** Start of Article **

Intellectual Education.
[Education]. Shirreff, Emily. Intellectual Education and its Influence on the Character and Happiness of Women. London: John W. Parker and Son, 1858.
8vo.; bookbinders label on rear pastedown; maroon cloth, stamped in blind and gilt; spine and upper panel evenly faded to brown. In a specially made cloth slipcase.
First edition; with eight pages of publishers advertisements in the rear. Divided into eight chapters, including, “Application of General Principles to Female Education,” “Moral Training and Influence of Health Upon Character,” “Early Teaching,” and “Some Peculiarities of Woman’s Social Position.” Shirreff was a life-long advocate for women’s education, though she believed women should educate themselves solely for intellectual enlightenment, not in pursuit of a career. She insists, “But for women…to find any career of activity analogous to men’s professions, seems to me utterly chimerical, and of very questionable advantage could it be found.” (p. 417). The inscription on the title page, from one unknown woman to another, reads: Mrs. Head/with Lady Lamb’s affectionate regards/June 1858.

** End of Article **
** Start of Information provided **

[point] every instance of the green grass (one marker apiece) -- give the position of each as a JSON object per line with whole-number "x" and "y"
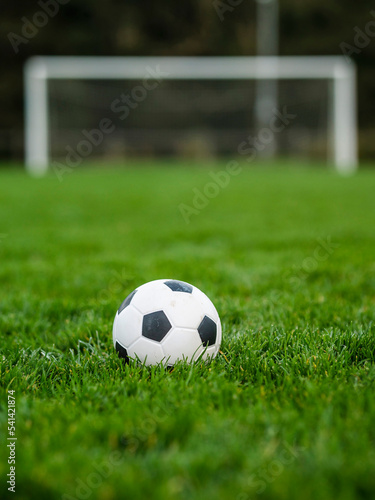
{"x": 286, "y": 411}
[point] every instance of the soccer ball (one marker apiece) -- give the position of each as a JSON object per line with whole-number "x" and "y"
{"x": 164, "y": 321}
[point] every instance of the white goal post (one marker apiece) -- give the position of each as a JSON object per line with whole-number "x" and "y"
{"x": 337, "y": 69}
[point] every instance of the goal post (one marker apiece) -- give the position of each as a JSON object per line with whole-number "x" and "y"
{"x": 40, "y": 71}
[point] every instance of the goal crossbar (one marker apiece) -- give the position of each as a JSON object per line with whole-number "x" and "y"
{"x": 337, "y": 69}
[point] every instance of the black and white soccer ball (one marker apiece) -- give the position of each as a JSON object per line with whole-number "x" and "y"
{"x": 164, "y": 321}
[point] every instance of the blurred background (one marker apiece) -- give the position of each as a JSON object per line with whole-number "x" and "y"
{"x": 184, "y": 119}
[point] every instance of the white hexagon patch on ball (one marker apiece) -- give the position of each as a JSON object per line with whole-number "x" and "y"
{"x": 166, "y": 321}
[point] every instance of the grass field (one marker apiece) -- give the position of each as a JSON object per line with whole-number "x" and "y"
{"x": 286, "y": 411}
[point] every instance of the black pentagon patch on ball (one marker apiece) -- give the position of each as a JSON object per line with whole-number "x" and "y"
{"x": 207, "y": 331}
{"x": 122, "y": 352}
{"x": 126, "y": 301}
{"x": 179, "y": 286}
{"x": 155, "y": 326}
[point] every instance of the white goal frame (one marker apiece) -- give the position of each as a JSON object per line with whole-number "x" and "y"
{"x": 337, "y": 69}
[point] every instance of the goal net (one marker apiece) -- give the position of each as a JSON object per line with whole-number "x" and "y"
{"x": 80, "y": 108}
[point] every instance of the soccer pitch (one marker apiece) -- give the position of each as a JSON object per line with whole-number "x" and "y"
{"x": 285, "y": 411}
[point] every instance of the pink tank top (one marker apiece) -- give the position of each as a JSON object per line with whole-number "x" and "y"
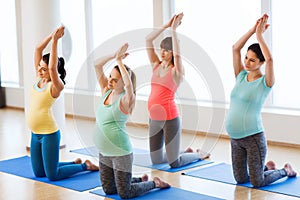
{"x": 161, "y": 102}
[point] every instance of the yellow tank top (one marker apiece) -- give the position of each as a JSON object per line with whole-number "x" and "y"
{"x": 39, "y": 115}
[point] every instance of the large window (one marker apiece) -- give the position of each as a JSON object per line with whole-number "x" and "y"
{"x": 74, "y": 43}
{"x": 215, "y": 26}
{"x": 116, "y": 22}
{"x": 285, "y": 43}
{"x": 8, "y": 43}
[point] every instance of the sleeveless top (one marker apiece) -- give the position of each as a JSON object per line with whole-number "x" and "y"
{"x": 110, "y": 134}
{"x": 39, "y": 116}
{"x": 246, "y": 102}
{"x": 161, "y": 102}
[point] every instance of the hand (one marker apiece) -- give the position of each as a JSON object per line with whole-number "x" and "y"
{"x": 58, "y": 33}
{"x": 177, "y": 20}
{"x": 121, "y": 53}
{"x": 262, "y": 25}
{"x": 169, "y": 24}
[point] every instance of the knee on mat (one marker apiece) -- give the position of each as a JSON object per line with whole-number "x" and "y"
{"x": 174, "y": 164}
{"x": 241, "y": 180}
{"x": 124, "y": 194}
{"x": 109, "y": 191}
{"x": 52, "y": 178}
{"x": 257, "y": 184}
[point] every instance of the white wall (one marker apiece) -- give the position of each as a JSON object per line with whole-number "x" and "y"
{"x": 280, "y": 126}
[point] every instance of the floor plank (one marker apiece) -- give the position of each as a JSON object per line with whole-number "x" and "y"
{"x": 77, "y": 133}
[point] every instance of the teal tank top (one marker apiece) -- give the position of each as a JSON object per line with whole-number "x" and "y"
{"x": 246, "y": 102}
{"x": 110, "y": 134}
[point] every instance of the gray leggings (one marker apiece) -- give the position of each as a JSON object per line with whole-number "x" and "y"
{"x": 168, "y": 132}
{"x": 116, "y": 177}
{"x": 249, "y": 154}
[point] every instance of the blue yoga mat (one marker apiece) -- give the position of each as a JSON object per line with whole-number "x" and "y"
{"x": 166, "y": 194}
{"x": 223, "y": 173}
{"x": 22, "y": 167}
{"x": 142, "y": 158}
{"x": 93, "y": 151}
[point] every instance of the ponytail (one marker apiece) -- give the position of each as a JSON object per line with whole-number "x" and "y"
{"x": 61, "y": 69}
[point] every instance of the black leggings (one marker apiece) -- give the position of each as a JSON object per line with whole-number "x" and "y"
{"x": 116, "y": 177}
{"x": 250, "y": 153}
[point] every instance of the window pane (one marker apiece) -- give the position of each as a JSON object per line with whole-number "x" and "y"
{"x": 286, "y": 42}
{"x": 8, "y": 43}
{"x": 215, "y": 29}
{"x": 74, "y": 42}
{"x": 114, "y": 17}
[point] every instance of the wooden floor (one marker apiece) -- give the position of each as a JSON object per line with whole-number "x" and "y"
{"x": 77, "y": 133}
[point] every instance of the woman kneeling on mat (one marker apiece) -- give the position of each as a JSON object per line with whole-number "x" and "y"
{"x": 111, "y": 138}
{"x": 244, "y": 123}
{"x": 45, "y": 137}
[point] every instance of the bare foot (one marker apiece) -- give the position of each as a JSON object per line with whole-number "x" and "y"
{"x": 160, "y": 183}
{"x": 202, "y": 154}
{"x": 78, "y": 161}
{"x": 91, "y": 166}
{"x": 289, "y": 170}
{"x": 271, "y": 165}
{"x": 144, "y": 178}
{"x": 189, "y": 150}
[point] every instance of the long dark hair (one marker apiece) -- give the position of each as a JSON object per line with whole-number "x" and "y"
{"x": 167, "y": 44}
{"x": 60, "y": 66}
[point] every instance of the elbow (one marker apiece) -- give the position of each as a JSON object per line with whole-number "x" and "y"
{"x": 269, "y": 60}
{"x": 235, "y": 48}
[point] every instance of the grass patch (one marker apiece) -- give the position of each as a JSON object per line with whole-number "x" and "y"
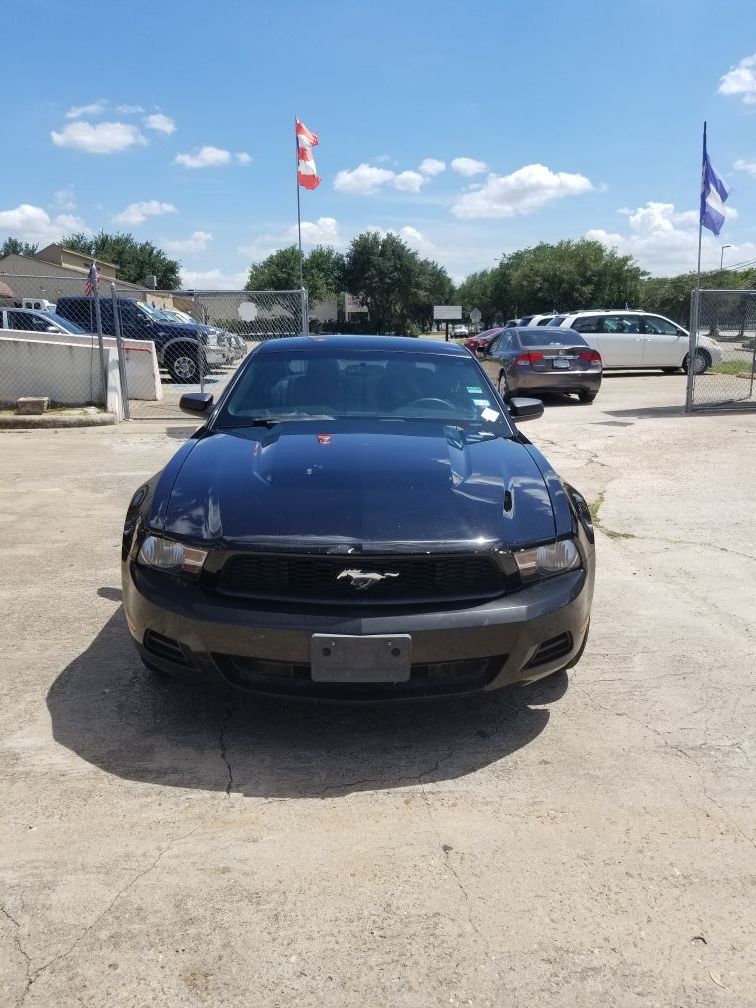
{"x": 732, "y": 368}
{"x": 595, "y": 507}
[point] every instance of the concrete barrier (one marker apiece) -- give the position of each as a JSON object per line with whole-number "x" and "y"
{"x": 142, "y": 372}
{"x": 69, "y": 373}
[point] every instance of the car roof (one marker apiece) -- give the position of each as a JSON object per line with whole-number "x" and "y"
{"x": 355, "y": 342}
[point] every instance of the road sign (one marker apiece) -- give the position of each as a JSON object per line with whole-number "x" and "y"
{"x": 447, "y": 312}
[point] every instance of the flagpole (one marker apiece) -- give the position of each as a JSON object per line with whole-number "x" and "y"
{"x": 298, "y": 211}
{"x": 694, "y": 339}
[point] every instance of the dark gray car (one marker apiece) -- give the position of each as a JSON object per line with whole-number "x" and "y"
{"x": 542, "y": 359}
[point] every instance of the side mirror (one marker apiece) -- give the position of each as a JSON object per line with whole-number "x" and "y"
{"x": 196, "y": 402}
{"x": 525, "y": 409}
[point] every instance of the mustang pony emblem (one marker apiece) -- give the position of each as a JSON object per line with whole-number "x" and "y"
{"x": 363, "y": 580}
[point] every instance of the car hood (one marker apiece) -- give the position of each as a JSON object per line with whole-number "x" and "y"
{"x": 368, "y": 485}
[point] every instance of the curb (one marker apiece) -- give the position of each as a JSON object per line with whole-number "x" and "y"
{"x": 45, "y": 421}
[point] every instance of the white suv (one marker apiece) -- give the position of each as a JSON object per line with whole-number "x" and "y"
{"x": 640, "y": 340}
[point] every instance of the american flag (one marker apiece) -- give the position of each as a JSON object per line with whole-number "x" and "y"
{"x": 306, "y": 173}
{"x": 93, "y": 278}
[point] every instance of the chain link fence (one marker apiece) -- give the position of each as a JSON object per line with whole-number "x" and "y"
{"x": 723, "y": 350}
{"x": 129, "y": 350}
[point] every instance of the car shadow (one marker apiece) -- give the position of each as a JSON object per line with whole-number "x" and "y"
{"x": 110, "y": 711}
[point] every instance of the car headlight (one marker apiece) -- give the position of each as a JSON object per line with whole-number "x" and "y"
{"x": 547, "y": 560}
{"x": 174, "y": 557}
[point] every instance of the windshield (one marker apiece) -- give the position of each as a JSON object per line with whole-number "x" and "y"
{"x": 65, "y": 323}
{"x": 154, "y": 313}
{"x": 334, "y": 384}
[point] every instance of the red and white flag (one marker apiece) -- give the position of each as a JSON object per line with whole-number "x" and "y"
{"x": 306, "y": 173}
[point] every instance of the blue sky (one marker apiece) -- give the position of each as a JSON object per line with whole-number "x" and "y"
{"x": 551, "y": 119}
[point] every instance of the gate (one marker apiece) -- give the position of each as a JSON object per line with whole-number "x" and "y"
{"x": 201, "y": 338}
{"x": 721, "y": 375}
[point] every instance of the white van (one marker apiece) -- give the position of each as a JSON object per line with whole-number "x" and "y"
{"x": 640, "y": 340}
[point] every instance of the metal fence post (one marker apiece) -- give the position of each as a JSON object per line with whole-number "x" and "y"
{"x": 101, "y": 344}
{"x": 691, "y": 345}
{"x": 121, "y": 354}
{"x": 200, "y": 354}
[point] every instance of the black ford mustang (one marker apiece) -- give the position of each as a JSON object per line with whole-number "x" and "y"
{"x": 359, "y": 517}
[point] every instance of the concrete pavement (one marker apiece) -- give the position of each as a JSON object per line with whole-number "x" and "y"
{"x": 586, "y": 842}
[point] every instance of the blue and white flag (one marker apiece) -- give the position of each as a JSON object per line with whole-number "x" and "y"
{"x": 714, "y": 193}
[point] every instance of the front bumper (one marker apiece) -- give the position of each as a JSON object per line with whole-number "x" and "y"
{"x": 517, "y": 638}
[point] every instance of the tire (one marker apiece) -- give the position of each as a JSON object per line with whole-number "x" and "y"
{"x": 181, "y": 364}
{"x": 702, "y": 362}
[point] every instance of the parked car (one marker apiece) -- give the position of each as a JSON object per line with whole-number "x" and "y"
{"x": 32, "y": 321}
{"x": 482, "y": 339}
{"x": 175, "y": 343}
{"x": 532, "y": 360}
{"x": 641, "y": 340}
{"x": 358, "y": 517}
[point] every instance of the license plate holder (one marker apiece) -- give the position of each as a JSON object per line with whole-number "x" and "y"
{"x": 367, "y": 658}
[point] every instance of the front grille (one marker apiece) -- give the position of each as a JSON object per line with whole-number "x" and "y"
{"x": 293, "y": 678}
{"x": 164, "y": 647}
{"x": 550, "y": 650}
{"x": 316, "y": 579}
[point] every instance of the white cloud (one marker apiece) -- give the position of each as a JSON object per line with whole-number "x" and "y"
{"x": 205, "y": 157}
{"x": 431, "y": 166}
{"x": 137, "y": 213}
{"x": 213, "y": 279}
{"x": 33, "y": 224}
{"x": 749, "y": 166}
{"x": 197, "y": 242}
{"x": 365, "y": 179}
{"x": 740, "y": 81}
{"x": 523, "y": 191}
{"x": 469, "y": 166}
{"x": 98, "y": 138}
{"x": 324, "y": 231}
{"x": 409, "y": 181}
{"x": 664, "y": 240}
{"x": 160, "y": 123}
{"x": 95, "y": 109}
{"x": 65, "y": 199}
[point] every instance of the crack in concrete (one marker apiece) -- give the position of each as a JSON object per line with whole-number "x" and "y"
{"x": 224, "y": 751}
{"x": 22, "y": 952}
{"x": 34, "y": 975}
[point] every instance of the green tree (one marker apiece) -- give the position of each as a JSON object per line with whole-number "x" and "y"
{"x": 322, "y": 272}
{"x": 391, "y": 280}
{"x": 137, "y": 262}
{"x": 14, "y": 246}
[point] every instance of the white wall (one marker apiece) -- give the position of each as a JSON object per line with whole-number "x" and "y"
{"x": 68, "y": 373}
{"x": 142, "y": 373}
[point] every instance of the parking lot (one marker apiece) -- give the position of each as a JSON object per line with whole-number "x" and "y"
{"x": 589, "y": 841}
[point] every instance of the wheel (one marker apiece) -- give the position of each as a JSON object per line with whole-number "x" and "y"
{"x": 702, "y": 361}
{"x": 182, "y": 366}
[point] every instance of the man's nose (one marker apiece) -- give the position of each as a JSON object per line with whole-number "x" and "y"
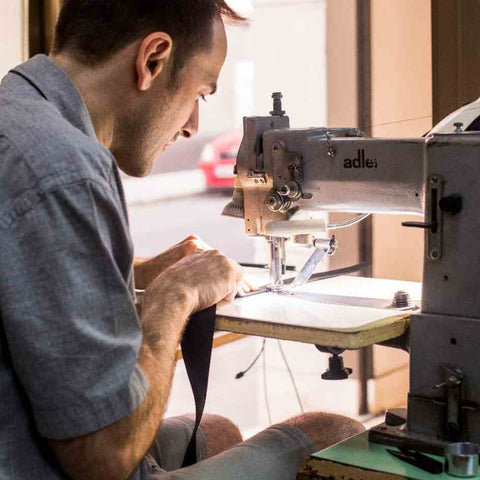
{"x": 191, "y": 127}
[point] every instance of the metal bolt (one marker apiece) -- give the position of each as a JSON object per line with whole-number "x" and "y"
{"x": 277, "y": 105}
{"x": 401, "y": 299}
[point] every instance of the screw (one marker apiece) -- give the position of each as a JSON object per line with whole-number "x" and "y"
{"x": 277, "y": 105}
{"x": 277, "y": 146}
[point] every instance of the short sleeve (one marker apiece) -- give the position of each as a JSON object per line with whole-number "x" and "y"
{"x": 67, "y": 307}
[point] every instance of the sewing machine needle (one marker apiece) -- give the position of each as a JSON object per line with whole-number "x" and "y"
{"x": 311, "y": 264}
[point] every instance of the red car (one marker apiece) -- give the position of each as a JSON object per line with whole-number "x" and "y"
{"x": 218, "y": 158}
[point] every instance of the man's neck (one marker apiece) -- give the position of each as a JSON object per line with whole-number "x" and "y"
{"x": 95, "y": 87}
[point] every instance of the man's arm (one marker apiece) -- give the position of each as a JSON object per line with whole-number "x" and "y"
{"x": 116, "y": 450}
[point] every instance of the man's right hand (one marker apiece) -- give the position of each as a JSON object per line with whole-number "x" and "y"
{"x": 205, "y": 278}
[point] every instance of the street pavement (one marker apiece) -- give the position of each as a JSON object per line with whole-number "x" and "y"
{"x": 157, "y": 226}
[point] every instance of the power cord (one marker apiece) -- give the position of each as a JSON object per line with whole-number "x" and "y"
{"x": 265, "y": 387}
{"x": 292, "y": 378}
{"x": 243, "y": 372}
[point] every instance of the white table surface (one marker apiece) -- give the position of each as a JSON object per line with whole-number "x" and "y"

** End of Information provided **

→ Task requirements:
According to the book description, who inscribed the copy, and to whom?

→ The output:
Lady Lamb inscribed it to Mrs. Head.